##### EXTRAIT FOURNI

Dix ans plus tard, force est de constater: dans les Etats qui ont connu le Printemps arabe la vie n'est pas devenue meilleure, alors que certains pays ont même plongé dans l'abîme de la guerre civile. La destruction, la pauvreté et les réfugiés, voilà leurs réalités aujourd'hui.
La réaction en chaîne
La chaîne d'événements révolutionnaires qui ont complètement changé l'image du Moyen-Orient et de l'Afrique du Nord a commencé par l'immolation de Mohamed Bouazizi, commerçant de fruits tunisien de 26 ans.
L'acte choquant de ce dernier a immédiatement trouvé un écho auprès des milliers de ses concitoyens fatigués de l'arbitraire et de l'indifférence des autorités, de la corruption et de la pauvreté. Un puissant mouvement de protestation s'est levé en s'étendant à travers le pays en seulement quelques jours. Les protestations ont conduit à la démission du président Zine el-Abidine Ben Ali le 14 janvier 2011. Après 23 ans de règne il a fui avec sa famille en Arabie saoudite.

##########

## ÉNONCÉ ÉCRIT 1
D'après l'extrait fourni, à quelle date le président Zine el-Abidine Ben Ali a-t-il démissionné ?
## ÉNONCÉ ÉCRIT 2
Reproduisez à l'identique le passage de l'extrait fourni qui commence par les mots « La réaction en » et se termine par « en Arabie saoudite. ».

##### LIGNES EXTRAITES

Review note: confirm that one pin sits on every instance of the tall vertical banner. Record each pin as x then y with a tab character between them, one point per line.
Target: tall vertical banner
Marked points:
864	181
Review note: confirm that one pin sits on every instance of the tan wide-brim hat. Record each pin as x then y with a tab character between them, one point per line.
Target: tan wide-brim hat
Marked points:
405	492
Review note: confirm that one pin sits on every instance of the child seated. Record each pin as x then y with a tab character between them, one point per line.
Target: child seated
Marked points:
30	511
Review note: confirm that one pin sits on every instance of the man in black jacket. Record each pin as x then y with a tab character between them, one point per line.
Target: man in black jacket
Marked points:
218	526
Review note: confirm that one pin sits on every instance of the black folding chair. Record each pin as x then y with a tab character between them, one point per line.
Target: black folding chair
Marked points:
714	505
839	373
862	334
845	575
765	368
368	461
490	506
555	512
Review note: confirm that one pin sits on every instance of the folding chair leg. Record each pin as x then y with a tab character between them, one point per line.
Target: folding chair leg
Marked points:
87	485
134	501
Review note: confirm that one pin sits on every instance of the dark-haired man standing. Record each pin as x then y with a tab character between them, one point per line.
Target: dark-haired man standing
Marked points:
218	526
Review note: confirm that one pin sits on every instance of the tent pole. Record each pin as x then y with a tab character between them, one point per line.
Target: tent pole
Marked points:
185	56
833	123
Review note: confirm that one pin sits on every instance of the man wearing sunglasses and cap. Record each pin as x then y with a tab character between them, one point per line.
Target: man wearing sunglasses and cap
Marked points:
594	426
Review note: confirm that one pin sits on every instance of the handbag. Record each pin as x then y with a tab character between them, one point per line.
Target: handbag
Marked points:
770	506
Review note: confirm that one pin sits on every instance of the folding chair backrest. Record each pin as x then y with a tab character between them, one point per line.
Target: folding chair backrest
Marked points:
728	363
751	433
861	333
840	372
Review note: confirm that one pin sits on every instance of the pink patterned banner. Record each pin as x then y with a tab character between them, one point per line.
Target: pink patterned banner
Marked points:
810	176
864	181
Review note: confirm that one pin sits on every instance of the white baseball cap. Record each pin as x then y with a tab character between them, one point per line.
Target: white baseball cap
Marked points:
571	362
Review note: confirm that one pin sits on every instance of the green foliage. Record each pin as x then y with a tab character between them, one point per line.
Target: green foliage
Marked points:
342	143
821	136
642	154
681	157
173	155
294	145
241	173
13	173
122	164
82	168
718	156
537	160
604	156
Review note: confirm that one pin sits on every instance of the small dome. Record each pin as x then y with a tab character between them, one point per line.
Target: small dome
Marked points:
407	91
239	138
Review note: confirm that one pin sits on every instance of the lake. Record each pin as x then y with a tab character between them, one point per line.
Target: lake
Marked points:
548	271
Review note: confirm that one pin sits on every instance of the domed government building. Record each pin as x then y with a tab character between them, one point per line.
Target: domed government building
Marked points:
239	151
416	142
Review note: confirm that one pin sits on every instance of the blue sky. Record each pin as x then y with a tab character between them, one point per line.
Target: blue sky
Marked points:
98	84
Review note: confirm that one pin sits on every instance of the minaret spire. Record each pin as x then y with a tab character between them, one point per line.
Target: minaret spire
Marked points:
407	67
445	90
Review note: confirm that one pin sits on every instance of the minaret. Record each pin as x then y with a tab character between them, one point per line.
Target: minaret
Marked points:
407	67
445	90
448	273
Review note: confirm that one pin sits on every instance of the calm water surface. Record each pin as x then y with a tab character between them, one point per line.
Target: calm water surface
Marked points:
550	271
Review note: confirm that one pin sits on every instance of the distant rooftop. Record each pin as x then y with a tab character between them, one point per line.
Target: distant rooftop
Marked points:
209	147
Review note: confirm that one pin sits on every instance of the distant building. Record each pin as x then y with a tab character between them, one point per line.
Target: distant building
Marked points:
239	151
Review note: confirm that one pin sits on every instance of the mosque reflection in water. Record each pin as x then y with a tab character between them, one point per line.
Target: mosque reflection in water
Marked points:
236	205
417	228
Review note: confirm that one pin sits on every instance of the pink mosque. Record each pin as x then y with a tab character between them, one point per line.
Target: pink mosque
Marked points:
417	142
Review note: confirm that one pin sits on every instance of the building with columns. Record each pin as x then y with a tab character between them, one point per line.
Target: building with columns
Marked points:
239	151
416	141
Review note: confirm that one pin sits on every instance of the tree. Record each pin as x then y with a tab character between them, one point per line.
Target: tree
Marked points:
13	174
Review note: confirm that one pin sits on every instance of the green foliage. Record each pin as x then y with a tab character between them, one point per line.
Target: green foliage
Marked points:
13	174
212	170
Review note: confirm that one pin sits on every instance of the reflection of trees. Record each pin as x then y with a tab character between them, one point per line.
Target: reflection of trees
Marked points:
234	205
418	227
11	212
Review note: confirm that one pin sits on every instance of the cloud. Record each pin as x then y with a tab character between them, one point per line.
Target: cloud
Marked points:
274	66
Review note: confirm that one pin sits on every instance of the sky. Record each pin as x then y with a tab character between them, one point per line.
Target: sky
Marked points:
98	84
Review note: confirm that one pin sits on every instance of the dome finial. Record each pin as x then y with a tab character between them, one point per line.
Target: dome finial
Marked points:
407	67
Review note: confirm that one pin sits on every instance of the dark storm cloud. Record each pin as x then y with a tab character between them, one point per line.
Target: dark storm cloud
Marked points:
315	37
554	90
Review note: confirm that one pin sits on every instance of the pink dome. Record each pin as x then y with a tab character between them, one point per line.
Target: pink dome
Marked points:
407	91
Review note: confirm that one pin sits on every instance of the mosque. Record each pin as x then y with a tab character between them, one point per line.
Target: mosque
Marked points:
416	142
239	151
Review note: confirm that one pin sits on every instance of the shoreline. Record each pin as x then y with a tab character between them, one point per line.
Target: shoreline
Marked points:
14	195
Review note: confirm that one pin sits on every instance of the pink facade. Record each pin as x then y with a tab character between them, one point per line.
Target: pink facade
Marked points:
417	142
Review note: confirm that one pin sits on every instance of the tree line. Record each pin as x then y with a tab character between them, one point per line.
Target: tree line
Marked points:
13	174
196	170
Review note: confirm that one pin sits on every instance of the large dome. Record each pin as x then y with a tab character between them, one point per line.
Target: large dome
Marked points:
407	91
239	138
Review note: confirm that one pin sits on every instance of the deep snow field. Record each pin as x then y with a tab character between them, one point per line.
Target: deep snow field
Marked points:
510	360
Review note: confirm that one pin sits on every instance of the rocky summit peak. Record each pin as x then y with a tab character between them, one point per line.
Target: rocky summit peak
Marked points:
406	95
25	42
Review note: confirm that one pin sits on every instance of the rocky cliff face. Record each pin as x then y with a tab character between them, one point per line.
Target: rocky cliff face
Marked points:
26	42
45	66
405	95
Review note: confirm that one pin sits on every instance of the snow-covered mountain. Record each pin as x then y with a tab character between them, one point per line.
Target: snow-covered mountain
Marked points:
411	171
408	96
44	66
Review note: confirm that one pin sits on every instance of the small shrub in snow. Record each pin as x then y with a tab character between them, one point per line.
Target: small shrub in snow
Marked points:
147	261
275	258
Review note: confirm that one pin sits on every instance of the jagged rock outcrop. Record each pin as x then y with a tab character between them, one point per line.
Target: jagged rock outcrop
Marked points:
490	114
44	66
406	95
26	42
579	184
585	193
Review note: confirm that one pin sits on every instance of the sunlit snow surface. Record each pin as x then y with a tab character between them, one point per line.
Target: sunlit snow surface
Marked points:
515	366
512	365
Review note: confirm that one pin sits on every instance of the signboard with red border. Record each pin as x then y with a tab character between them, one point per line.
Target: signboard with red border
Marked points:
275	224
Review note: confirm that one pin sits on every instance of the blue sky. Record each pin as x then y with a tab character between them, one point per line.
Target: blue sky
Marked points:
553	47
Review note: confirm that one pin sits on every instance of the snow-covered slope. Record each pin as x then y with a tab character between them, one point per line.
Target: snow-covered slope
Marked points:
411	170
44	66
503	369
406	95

##########

## SOLUTION 1
Le 14 janvier 2011.

## SOLUTION 2
La réaction en chaîne
La chaîne d'événements révolutionnaires qui ont complètement changé l'image du Moyen-Orient et de l'Afrique du Nord a commencé par l'immolation de Mohamed Bouazizi, commerçant de fruits tunisien de 26 ans.
L'acte choquant de ce dernier a immédiatement trouvé un écho auprès des milliers de ses concitoyens fatigués de l'arbitraire et de l'indifférence des autorités, de la corruption et de la pauvreté. Un puissant mouvement de protestation s'est levé en s'étendant à travers le pays en seulement quelques jours. Les protestations ont conduit à la démission du président Zine el-Abidine Ben Ali le 14 janvier 2011. Après 23 ans de règne il a fui avec sa famille en Arabie saoudite.